[start of Document passage]

A Hannover court hearing corruption claims against German ex-president Christian Wulff has warned that the case is "so far unproven." For different reasons, the prosecution and defense reject the trial's termination.

Judge Frank Rosenow said on Thursday he could complete his hearing by January, three months earlier than scheduled, adding that the court had not yet heard any "criminally relevant evidence" in testimony from 20 witnesses.

Rosenow also suggested termination of the trial on the condition that Wulff and a co-defendant pay fines to charity. Thursday marked the eighth day of proceedings in the Regional Court of Hannover.

Wulff denies accepting favors

Wulff, 54 and a one-time conservative rising star in German politics, denies accepting favors totaling about 700 euros ($956), including hotel accommodation, from a film producer friend when they jointly visited Munich in 2008.

At the time, Wulff was premier of Lower Saxony state of which Hannover is the regional capital.

Wulff became German president in 2010. Public disquiet and news of his pending prosecution prompted Wulff's resignation in February 2012.

Both sides want continuation

On Thursday, state attorney Clemens Eimterbäumer said the prosecution doubted statements made so far by Wulff and film producer David Groenewold.

[end of Document passage]

Exercise prompt:
Write out, word for word, the part of the Wulff trial report that begins with "Wulff denies accepting" and ends after "Munich in 2008.".

[start of Entries]

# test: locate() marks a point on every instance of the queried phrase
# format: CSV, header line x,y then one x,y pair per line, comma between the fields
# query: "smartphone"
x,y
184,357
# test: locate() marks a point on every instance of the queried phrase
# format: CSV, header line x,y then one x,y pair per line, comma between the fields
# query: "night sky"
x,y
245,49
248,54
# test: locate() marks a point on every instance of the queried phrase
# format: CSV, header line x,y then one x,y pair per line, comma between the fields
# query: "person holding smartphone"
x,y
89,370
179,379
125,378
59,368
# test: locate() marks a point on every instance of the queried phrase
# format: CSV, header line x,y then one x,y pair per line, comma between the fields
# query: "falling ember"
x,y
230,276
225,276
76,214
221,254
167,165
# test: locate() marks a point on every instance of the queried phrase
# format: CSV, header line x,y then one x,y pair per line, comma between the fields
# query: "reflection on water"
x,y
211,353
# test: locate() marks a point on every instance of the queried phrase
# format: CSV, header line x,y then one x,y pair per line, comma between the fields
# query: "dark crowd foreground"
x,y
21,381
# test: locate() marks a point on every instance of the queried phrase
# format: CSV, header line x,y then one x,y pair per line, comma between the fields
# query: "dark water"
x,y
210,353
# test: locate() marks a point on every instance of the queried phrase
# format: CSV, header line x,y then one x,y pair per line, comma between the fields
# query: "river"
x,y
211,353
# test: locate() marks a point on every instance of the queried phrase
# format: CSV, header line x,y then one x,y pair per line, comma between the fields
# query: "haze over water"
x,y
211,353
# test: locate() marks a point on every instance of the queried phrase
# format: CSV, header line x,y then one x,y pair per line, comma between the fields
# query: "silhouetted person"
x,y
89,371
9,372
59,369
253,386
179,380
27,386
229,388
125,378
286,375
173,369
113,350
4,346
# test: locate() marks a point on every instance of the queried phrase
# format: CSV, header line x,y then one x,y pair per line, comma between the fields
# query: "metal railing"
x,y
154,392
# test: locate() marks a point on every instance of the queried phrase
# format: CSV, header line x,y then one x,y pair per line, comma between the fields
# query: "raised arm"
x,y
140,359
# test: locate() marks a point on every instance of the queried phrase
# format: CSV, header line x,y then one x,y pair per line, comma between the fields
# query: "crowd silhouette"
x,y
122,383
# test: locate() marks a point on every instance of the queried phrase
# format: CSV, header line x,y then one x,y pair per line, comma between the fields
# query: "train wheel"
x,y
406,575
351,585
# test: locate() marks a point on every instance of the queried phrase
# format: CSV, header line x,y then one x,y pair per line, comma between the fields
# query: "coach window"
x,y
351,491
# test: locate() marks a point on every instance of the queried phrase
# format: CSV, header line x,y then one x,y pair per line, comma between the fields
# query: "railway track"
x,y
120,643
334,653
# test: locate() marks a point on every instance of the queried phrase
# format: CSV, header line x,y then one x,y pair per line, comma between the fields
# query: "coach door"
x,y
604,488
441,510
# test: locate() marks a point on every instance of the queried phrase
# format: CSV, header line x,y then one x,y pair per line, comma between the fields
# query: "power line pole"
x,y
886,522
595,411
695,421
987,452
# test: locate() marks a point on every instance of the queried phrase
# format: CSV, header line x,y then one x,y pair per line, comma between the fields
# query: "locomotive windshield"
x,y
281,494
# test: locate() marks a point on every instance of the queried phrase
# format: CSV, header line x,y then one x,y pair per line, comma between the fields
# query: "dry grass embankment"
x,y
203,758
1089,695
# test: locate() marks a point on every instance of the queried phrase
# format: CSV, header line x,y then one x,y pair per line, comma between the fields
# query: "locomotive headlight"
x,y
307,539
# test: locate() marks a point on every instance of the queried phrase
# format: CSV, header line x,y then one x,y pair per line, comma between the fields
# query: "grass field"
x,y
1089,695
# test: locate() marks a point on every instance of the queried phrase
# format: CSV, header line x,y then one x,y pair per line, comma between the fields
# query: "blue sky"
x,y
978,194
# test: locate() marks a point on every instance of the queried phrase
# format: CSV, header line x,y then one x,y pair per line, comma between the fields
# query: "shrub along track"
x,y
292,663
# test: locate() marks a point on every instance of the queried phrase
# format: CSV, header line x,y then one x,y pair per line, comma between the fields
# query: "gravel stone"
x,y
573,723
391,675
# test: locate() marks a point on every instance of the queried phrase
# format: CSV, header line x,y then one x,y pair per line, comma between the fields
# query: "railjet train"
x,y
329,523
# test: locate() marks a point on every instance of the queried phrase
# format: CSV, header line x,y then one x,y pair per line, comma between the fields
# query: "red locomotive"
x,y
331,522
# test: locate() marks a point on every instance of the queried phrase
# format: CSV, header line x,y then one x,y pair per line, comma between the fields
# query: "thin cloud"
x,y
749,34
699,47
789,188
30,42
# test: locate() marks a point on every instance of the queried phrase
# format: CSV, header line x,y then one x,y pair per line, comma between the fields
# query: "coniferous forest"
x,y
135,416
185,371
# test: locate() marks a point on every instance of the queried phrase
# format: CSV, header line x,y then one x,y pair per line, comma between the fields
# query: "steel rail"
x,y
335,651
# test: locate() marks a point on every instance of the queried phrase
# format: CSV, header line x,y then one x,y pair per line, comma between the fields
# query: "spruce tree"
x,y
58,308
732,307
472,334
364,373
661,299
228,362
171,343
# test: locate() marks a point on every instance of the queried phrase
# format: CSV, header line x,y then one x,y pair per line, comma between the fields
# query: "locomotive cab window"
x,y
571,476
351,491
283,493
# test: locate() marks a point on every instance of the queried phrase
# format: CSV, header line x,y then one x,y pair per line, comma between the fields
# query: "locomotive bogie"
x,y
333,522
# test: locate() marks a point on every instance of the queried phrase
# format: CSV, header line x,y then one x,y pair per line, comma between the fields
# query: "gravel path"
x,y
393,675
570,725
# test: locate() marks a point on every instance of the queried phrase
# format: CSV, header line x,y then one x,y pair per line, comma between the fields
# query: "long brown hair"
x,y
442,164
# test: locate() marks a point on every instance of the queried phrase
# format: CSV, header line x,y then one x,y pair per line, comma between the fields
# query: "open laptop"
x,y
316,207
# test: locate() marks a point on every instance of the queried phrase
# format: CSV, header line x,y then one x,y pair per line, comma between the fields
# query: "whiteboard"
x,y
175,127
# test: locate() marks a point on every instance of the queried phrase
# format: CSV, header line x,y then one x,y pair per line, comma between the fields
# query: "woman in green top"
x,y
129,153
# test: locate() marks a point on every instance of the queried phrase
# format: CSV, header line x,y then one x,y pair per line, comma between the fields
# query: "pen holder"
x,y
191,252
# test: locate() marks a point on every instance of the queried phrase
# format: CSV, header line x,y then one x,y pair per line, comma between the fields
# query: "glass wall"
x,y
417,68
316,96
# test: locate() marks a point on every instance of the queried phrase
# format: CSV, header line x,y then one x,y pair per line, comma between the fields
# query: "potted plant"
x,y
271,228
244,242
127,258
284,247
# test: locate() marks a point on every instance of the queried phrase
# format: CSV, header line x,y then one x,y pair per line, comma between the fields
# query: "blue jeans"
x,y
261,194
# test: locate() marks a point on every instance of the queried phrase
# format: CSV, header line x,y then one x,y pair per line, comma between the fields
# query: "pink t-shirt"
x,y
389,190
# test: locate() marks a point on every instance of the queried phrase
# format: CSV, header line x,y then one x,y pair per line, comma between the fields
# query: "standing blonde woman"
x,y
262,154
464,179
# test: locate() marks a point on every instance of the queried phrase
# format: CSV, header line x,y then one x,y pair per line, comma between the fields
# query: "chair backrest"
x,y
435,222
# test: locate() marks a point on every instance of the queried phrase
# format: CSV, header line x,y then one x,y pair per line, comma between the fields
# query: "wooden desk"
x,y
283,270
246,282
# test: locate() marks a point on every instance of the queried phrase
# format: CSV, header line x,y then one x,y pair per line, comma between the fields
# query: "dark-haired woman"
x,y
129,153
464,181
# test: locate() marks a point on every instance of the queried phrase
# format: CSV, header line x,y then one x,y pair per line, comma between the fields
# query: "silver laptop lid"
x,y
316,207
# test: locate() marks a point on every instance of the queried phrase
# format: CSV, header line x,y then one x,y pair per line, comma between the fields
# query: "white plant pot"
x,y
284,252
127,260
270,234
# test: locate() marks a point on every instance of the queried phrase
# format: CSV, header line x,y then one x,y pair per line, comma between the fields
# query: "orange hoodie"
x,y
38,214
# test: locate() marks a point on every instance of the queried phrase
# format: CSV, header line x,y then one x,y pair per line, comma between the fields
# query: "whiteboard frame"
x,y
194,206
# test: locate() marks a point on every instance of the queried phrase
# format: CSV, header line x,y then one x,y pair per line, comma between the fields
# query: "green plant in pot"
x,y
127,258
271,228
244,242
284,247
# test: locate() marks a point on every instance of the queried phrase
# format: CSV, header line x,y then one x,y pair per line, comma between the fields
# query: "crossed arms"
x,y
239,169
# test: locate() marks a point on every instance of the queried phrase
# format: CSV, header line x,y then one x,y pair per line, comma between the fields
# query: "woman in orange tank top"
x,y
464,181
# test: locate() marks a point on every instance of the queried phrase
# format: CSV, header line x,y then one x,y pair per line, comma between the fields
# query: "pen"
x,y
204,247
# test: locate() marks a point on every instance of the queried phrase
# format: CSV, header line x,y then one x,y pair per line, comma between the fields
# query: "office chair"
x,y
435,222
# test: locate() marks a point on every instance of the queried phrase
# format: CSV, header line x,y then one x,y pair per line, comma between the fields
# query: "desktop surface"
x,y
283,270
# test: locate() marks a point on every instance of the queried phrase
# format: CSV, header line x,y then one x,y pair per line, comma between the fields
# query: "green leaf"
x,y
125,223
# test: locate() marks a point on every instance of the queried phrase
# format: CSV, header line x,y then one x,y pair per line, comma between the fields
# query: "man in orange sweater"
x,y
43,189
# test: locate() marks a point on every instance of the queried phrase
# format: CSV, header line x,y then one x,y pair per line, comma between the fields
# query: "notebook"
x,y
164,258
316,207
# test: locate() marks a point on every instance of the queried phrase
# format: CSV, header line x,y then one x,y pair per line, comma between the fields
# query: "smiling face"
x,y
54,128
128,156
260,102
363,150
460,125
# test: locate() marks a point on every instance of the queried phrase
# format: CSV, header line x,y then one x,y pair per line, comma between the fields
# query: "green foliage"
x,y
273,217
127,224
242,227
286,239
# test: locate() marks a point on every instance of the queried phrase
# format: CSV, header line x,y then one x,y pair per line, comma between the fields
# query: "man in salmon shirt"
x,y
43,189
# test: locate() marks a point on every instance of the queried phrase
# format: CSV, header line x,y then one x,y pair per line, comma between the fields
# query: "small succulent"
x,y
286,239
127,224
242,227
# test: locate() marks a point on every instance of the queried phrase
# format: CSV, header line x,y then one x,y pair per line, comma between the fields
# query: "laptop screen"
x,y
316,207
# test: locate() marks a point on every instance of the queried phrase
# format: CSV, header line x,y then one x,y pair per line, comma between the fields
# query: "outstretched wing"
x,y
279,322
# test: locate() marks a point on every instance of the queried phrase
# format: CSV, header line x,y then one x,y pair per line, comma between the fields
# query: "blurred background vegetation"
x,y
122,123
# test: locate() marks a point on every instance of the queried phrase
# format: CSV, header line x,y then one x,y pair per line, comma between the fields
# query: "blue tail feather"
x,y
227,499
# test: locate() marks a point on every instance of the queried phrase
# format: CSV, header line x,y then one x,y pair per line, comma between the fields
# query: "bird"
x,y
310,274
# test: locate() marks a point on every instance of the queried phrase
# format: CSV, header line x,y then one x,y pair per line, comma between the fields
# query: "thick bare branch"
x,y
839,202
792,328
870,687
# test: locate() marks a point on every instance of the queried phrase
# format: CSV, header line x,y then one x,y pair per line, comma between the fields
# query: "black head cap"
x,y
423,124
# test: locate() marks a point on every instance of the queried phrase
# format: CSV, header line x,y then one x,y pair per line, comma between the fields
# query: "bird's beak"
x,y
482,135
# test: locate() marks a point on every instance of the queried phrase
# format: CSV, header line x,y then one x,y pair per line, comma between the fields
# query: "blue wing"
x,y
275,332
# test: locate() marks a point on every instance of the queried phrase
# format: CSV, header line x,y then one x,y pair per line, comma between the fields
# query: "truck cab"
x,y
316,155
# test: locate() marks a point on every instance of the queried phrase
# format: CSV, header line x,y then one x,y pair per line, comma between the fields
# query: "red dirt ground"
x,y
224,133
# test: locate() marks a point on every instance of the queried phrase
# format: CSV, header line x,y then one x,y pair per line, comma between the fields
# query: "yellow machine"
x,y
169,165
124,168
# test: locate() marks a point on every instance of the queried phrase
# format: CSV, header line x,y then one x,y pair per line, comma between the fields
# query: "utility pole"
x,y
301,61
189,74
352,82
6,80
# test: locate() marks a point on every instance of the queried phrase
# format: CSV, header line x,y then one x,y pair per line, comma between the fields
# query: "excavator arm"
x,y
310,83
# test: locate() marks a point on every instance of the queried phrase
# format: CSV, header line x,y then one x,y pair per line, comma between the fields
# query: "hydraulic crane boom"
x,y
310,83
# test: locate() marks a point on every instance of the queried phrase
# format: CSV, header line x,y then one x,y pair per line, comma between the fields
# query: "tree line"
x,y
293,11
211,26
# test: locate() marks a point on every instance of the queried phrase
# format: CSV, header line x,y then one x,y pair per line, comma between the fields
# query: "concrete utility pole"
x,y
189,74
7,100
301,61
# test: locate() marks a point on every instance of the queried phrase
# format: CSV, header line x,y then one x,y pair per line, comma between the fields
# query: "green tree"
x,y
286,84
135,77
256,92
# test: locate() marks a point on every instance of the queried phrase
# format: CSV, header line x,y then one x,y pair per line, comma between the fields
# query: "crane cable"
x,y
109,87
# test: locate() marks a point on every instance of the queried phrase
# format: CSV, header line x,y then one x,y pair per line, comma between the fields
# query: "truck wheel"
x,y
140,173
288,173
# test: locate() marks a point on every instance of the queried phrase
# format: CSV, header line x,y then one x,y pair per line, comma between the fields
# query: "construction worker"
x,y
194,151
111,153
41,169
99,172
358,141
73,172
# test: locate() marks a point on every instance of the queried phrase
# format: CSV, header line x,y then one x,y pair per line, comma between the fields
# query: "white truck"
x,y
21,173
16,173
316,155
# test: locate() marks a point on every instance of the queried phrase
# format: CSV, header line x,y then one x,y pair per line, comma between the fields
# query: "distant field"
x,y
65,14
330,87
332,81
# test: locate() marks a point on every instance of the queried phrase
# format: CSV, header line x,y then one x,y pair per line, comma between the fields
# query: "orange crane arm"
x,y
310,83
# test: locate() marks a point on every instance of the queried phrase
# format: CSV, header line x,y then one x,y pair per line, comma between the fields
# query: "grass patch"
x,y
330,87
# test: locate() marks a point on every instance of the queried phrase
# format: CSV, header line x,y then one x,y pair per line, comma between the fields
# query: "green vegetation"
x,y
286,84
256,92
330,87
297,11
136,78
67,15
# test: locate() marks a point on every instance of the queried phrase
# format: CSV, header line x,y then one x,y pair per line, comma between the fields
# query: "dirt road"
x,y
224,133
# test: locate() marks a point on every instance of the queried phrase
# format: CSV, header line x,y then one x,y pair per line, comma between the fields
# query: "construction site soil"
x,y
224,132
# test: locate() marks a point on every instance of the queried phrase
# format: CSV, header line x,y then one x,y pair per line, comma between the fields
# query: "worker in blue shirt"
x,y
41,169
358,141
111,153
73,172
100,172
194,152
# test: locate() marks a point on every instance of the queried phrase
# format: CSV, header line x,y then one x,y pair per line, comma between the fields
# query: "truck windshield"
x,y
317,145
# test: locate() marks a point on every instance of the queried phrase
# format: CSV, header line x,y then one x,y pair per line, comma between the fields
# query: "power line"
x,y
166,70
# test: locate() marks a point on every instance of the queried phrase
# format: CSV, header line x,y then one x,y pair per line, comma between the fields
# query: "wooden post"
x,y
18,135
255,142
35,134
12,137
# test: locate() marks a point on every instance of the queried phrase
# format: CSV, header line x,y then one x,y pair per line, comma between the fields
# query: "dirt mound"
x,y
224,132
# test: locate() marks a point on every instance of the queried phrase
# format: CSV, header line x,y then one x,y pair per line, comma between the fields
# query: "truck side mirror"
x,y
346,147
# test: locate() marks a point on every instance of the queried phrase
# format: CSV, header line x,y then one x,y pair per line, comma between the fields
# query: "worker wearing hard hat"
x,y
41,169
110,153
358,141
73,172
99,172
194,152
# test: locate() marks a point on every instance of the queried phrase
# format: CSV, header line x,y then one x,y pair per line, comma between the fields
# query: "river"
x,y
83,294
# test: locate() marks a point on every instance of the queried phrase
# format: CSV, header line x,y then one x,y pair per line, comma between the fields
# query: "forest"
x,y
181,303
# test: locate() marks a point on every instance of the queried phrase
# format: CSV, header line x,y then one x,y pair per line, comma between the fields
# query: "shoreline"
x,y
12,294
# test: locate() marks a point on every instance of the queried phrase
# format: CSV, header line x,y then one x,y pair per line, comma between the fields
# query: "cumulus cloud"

[end of Entries]

Output for this task:
Wulff denies accepting favors

Wulff, 54 and a one-time conservative rising star in German politics, denies accepting favors totaling about 700 euros ($956), including hotel accommodation, from a film producer friend when they jointly visited Munich in 2008.